## INPUT MATERIAL
/---

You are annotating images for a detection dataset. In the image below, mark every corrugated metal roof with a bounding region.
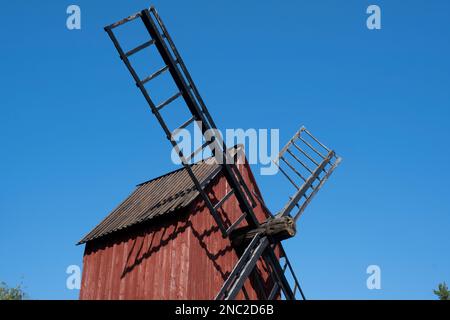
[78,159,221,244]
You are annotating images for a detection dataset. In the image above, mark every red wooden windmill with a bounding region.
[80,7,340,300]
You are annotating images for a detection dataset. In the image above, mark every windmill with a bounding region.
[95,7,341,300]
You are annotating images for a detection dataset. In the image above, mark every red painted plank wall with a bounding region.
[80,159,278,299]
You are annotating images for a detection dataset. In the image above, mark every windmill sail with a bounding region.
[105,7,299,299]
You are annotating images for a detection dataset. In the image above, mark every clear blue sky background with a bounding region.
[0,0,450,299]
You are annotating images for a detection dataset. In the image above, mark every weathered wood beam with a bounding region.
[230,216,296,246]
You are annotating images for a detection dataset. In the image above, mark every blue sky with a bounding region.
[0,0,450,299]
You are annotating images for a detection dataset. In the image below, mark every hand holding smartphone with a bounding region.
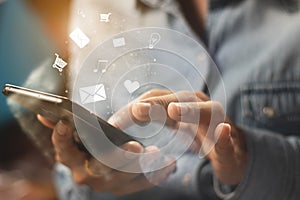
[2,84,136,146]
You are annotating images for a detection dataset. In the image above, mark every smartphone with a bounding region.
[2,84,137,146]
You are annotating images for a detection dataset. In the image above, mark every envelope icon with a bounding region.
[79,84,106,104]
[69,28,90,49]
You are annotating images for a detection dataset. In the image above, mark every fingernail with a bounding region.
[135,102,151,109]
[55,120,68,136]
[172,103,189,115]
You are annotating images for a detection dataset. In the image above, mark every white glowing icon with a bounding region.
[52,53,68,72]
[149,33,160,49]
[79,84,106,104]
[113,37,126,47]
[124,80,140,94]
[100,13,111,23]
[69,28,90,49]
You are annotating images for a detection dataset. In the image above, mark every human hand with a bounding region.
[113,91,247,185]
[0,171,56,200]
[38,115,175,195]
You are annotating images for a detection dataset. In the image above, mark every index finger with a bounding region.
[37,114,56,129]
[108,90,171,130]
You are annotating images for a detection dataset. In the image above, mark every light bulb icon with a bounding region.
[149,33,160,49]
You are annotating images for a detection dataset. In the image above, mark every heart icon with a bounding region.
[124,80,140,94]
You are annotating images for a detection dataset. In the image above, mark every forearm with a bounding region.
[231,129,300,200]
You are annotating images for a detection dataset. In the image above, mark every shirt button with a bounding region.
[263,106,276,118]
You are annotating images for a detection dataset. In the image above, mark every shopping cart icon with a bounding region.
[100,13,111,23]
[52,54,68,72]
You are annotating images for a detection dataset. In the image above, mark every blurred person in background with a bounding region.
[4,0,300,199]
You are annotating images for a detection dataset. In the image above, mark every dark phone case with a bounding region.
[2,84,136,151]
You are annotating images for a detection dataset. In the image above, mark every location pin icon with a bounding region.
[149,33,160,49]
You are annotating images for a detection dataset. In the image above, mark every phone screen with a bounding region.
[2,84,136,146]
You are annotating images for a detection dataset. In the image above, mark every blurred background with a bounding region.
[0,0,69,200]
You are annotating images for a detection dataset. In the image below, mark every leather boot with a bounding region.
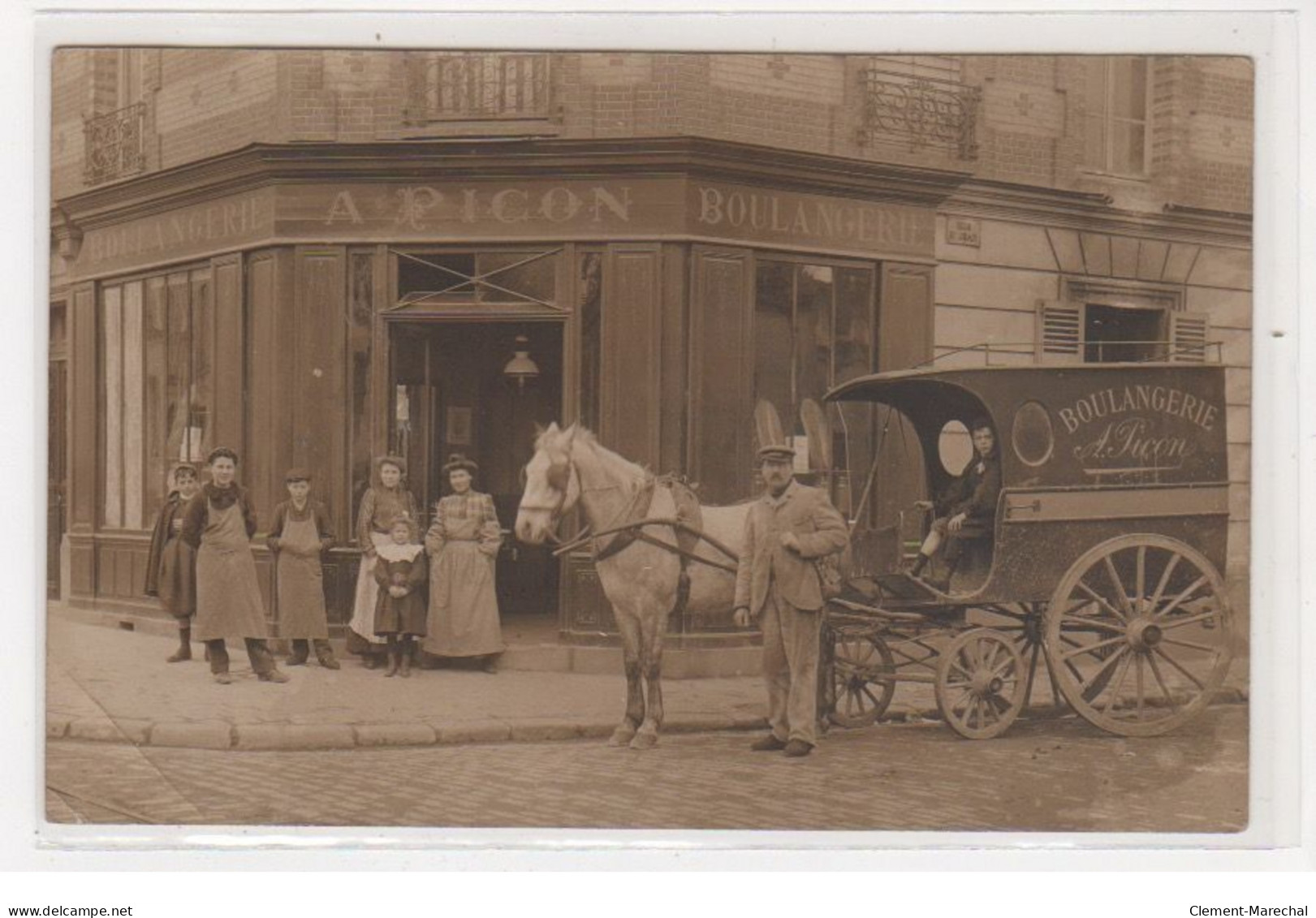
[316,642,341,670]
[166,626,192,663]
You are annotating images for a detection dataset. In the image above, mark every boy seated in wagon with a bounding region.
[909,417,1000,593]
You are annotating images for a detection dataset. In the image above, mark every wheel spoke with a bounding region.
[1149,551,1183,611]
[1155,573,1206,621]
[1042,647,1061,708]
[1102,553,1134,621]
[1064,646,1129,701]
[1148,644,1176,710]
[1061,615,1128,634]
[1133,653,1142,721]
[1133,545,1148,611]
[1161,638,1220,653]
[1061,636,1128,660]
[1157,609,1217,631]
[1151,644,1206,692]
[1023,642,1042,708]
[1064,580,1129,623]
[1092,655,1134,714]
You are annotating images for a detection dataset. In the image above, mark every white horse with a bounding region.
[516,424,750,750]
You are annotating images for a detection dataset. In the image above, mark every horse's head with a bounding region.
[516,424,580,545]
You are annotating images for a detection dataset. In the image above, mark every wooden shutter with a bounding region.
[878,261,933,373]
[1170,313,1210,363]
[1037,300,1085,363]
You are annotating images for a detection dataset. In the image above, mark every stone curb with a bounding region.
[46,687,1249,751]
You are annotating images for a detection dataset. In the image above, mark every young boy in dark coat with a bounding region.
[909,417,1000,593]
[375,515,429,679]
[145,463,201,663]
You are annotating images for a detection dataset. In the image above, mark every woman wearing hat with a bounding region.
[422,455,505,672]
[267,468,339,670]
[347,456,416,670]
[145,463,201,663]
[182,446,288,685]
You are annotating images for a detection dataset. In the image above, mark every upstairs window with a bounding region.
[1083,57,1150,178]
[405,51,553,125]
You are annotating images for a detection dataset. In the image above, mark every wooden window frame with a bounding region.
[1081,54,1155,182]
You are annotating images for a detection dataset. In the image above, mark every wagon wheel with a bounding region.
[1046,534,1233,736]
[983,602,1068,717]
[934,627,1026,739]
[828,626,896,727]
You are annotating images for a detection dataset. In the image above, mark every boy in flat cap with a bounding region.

\---

## GOAL
Give back everything from the start of the listing down to the line with "[172,103,189,115]", with "bounding region" swapped for "bounding box" and nothing else changed. Leave the pictures out.

## FULL RESPONSE
You are annotating images for a detection dataset. In the image below, mark every corrugated metal roof with a bounding box.
[78,159,221,244]
You are annotating images for a detection dataset. In the image above, mark every red wooden windmill with a bounding box.
[80,7,340,300]
You are annotating images for a detection dataset. In the image above, mark every windmill with a bounding box.
[95,7,341,300]
You are annotating images for a detection dataset. In the image above, mark every red painted plank wall with a bounding box.
[80,159,278,299]
You are annotating images for a detection dataset. In the image above, mark every windmill sail with a bounding box.
[105,7,299,299]
You are annotating images for a detection dataset. In the image above, mark every clear blue sky background with a bounding box.
[0,0,450,299]
You are annotating images for a detection dataset. In the image above, mark every weathered wood beam with a bounding box.
[230,216,296,246]
You are annotating images for a detection dataset. In the image above, mark every blue sky with a bounding box.
[0,0,450,299]
You are annotating images for a detection dataset. In the image below, mark every hand holding smartphone with a bounding box.
[2,84,136,146]
You are annotating images for a detection dataset. In the image above, mark every smartphone with a bounding box.
[2,84,137,146]
You are annotating images for a detection dataset. In the image above, mark every envelope icon with a bounding box.
[79,84,106,104]
[69,28,90,49]
You are annotating images for a detection dataset. In the image above, mark every fingernail with a bounding box.
[135,102,151,109]
[55,120,68,136]
[172,103,189,115]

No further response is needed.